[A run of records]
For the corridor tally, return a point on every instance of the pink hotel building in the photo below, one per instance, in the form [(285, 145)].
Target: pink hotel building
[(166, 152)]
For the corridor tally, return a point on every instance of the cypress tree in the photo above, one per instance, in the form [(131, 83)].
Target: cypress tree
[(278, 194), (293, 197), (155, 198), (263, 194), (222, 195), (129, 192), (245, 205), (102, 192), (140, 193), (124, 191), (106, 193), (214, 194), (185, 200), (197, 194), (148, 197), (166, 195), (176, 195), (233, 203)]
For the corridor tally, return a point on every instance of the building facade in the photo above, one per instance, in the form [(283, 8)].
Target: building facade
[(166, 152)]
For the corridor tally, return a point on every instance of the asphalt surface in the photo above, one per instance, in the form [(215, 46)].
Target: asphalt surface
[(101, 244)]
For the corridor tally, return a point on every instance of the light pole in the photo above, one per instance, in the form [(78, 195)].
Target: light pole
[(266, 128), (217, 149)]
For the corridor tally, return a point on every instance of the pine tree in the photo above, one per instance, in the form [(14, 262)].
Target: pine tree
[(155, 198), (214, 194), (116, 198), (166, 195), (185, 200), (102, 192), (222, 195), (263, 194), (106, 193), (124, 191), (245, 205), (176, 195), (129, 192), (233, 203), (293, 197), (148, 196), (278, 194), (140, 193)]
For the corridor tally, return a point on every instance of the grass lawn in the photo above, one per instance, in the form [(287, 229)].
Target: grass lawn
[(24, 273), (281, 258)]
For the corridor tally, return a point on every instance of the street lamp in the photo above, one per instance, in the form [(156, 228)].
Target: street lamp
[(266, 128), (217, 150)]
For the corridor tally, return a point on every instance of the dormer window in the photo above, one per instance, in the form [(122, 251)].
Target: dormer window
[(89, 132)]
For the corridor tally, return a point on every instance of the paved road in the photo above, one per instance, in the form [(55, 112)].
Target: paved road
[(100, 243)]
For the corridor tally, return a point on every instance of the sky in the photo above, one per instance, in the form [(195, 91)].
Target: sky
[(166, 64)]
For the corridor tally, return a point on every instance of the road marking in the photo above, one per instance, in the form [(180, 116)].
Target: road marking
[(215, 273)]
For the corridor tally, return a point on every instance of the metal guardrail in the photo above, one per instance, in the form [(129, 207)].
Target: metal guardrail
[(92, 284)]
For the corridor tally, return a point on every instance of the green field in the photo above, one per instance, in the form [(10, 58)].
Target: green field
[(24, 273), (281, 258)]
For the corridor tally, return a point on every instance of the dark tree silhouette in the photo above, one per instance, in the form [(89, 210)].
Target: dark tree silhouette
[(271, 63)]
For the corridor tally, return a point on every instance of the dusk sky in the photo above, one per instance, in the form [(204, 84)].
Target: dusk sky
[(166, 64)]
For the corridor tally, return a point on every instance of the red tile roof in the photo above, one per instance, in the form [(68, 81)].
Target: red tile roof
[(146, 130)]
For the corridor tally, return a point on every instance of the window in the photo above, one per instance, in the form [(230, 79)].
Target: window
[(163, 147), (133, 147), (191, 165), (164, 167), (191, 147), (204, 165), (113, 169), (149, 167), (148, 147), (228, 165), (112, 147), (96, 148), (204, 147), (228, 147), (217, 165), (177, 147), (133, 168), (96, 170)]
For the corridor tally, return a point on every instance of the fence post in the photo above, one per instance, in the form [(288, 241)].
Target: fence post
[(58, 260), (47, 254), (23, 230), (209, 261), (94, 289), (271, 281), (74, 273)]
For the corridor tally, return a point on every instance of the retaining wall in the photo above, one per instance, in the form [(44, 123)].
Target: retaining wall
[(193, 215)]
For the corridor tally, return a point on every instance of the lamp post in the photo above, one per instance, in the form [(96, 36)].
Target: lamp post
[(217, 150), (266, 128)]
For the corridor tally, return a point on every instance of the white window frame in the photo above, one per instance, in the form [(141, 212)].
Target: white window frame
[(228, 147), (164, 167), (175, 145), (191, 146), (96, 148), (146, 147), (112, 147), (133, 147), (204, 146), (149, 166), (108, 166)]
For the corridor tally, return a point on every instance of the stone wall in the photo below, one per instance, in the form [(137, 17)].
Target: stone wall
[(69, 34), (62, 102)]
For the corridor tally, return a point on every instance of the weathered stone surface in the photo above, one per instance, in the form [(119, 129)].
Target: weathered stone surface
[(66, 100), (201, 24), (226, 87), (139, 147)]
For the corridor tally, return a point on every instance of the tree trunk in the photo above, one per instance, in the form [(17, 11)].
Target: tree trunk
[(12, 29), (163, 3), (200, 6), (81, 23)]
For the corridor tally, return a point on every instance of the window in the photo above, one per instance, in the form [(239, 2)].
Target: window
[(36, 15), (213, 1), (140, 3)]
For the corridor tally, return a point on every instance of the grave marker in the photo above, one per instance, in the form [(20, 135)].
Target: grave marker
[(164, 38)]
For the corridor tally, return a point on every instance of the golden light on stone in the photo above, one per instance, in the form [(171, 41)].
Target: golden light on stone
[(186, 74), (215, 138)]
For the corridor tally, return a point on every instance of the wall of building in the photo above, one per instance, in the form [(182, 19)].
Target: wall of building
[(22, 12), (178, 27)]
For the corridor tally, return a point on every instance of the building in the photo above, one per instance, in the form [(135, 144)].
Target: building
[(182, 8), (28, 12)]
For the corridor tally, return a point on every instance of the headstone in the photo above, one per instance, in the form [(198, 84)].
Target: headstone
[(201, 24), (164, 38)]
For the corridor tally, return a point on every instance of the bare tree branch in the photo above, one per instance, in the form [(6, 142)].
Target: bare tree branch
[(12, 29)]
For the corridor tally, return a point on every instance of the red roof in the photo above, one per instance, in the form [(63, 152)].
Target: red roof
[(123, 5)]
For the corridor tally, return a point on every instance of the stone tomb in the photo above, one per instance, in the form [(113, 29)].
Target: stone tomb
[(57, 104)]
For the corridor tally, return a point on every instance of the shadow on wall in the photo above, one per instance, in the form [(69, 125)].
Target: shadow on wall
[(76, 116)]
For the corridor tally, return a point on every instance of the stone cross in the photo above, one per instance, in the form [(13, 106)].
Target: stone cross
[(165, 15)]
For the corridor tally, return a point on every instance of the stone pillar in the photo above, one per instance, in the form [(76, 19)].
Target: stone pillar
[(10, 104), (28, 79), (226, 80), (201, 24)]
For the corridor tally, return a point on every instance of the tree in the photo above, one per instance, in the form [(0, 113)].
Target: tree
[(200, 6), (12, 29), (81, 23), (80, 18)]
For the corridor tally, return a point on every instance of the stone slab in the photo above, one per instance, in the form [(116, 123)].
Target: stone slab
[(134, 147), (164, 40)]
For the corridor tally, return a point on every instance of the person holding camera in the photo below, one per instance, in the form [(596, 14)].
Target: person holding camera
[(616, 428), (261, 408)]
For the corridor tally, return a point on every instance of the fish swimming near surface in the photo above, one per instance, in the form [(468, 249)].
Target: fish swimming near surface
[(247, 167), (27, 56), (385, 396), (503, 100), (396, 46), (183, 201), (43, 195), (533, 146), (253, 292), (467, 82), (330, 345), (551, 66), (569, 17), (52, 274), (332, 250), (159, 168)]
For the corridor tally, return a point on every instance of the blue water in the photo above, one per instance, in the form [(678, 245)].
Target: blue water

#### [Directions]
Rewrite all of the data above as a numbered list, leaving out any blank lines.

#### [Task solution]
1. For the corridor tally, return a point on every instance of the pink hotel building in the photo below, one per instance, in the form [(285, 145)].
2. Target: pink hotel building
3. [(166, 152)]
4. For the corridor tally, return a point on every instance of the cypress tree in the photo above, one per instance, in the form [(131, 83)].
5. Target: cypress tree
6. [(278, 194), (293, 197), (155, 198), (263, 194), (222, 195), (129, 192), (245, 205), (102, 192), (140, 193), (124, 191), (106, 193), (214, 194), (185, 200), (197, 194), (148, 197), (166, 195), (176, 195), (233, 203)]
7. For the corridor tally, return a point on every instance of the building facade in the photo above, one per instance, in the form [(283, 8)].
8. Target: building facade
9. [(166, 152)]
10. For the corridor tally, return a point on every instance of the asphalt surface in the photo above, one per instance, in the form [(215, 46)].
11. Target: asphalt surface
12. [(101, 244)]
13. For the corridor tally, return a point on every instance of the light pole in the photo above, one per instance, in the form [(78, 195)].
14. Target: light pole
15. [(266, 128), (217, 149)]
16. For the corridor tally, return a point on every instance of the pine tree in the photo above, one per instance, in the form [(14, 262)].
17. Target: pine tree
18. [(155, 198), (214, 194), (116, 198), (166, 195), (185, 200), (102, 192), (222, 195), (263, 194), (106, 193), (124, 191), (245, 205), (176, 195), (129, 192), (233, 203), (293, 197), (148, 196), (278, 194), (140, 193)]
19. For the corridor tally, return a point on every instance of the grass lawn in the photo above, one per instance, in the form [(287, 229)].
20. Target: grass lawn
21. [(24, 273), (281, 258)]
22. For the corridor tally, return a point on every instance of the street lamp in the photo above, one per instance, in the form [(156, 228)].
23. Target: street lamp
24. [(266, 128), (217, 150)]
25. For the corridor tally, return a point on every instance of the dormer window in the photo above, one per instance, in the form [(122, 251)].
26. Target: dormer window
27. [(89, 132)]
28. For the corridor tally, return a point on every instance of the paved road in the photo above, one per instance, in the form [(55, 112)].
29. Target: paved road
30. [(100, 243)]
31. For the corridor tally, return a point on every instance of the sky in the photo above, one per instance, in the form [(195, 91)].
32. Target: sky
33. [(166, 64)]
34. For the corridor tally, return a point on every instance of the road marking in the photo above, one per instance, in the form [(180, 116)].
35. Target: road marking
36. [(215, 273)]
37. For the corridor tally, return a point on every instance of the metal guardrail in the photo above, one per instance, in the form [(129, 207)].
38. Target: metal guardrail
39. [(92, 284)]
40. For the corridor tally, return a point on every instance of the green field in the photo above, one per instance, in the form [(10, 58)].
41. Target: green field
42. [(24, 273), (281, 258)]
43. For the corridor tally, return a point on every instance of the dark tree silhouette in the photo above, one per instance, in the form [(89, 210)].
44. Target: dark tree silhouette
45. [(271, 63)]
46. For the corridor tally, return a point on every instance of the dusk sky in the photo above, one per instance, in the form [(204, 84)].
47. Target: dusk sky
48. [(166, 64)]
49. For the corridor tally, return a point on every instance of the red tile roof in the photo above, one per instance, in the form [(68, 81)].
50. Target: red tile roof
51. [(146, 130)]
52. For the corridor tally, return a point on every instance of the window in the photo above, one per instance, in the form [(230, 79)].
53. Target: window
54. [(163, 147), (133, 147), (191, 165), (164, 167), (191, 147), (204, 165), (113, 169), (149, 167), (148, 147), (228, 165), (112, 147), (96, 148), (204, 147), (228, 147), (217, 165), (177, 147), (133, 168), (96, 170)]
55. For the corridor tally, return a point on every instance of the fence post in the photo above, one per instance, in the form [(288, 241)].
56. Target: fence post
57. [(58, 260), (47, 254), (23, 230), (209, 261), (94, 289), (271, 281), (74, 273)]
58. For the corridor tally, return a point on every instance of the retaining wall in the photo above, one per instance, in the form [(44, 123)].
59. Target: retaining wall
60. [(193, 215)]
61. For the corridor tally, return a point on every instance of the lamp post in the photo above, one per instance, in the form [(96, 36)].
62. Target: lamp post
63. [(217, 150), (266, 128)]
64. For the corridor tally, return a point on every instance of the white window frame in the photo above, one per instance, in the form [(141, 212)].
65. Target: white window frame
66. [(228, 147), (164, 167), (175, 145), (191, 146), (96, 148), (146, 147), (112, 147), (133, 147), (204, 146), (149, 166), (108, 166)]
67. For the corridor tally, return a point on every instance of the stone wall in the photo below, one per instance, in the form [(137, 17)].
68. Target: stone wall
69. [(69, 34), (62, 102)]
70. For the corridor tally, return a point on every instance of the weathered stone surface in the photo above, one per instance, in the form [(119, 129)].
71. Target: weathered stone surface
72. [(66, 100), (201, 24), (226, 87), (139, 147)]
73. For the corridor tally, return a point on every instance of the tree trunk in the photo above, one per instance, in the form [(17, 11)].
74. Target: tree trunk
75. [(12, 29), (163, 3), (200, 6), (81, 23)]
76. For the corridor tally, return a point on every instance of the window in the photo above, one per instance, in the form [(239, 2)].
77. Target: window
78. [(36, 15), (213, 1), (140, 3)]
79. For the corridor tally, return a point on every instance of the grave marker in the photo above, one per instance, in the form [(20, 135)].
80. Target: grave marker
81. [(164, 38)]
82. For the corridor tally, return a point on every instance of the golden light on stone in the photo above, one per instance, in the form [(171, 41)].
83. Target: golden light on stone
84. [(186, 74), (215, 138)]
85. For the corridor tally, return a point on every instance of the wall of building in the photo above, one per instance, in the form [(182, 19)].
86. Target: wall of building
87. [(22, 12), (178, 27)]
88. For the corridor tally, return a point on every instance of the building in the photo above, one per instance, in the form [(135, 144)].
89. Target: building
90. [(182, 8), (28, 12)]
91. For the corridor tally, return a point on every instance of the headstone in the photo above, one per instance, in the form [(198, 84)].
92. Target: headstone
93. [(201, 24), (164, 38)]
94. For the corridor tally, return a point on every instance of the bare tree branch in the photo above, one per instance, in the form [(6, 142)].
95. Target: bare tree branch
96. [(12, 29)]
97. For the corridor tally, return a point on every instance of the red roof in the photo above, one per instance, in the form [(63, 152)].
98. Target: red roof
99. [(123, 5)]
100. For the corridor tally, return a point on every instance of the stone tomb in the photo above, one per instance, in the form [(113, 29)].
101. Target: stone tomb
102. [(57, 104)]
103. For the corridor tally, return a point on every instance of the shadow on wall in the photo above, one per instance, in the form [(69, 125)].
104. Target: shadow on wall
105. [(76, 116)]
106. For the corridor tally, return a point on every instance of the stone cross in the photo above, one per instance, in the form [(13, 106)].
107. Target: stone cross
108. [(165, 15)]
109. For the corridor tally, return a point on every instance of the stone pillar in the photo above, one per instance, in the form [(76, 19)].
110. Target: stone pillar
111. [(10, 104), (28, 79), (226, 80), (201, 24)]
112. For the corridor tally, return a point on every instance of the tree in the photo above, one per instance, in the form [(0, 113)].
113. Target: tree
114. [(200, 6), (12, 29), (81, 23), (80, 18)]
115. For the corridor tally, return a point on every instance of the stone slab in the photo above, one per instance, in the form [(116, 123)].
116. Target: stone slab
117. [(134, 147), (164, 40)]
118. For the corridor tally, return a point on every instance of the person holding camera in the photo below, one per instance, in the form [(596, 14)].
119. Target: person holding camera
120. [(616, 428), (261, 408)]
121. For the corridor tally, return a point on every instance of the fish swimming near surface in the photo above, one per instance, in the form [(468, 249)].
122. Target: fish swimming near surface
123. [(247, 167), (27, 56), (385, 396), (503, 100), (396, 46), (183, 201), (43, 195), (533, 146), (253, 292), (467, 82), (330, 345), (551, 66), (569, 17), (52, 274), (332, 250), (159, 168)]
124. For the corridor tally, return a point on every instance of the blue water in the photo above, one per instance, in the form [(678, 245)].
125. Target: blue water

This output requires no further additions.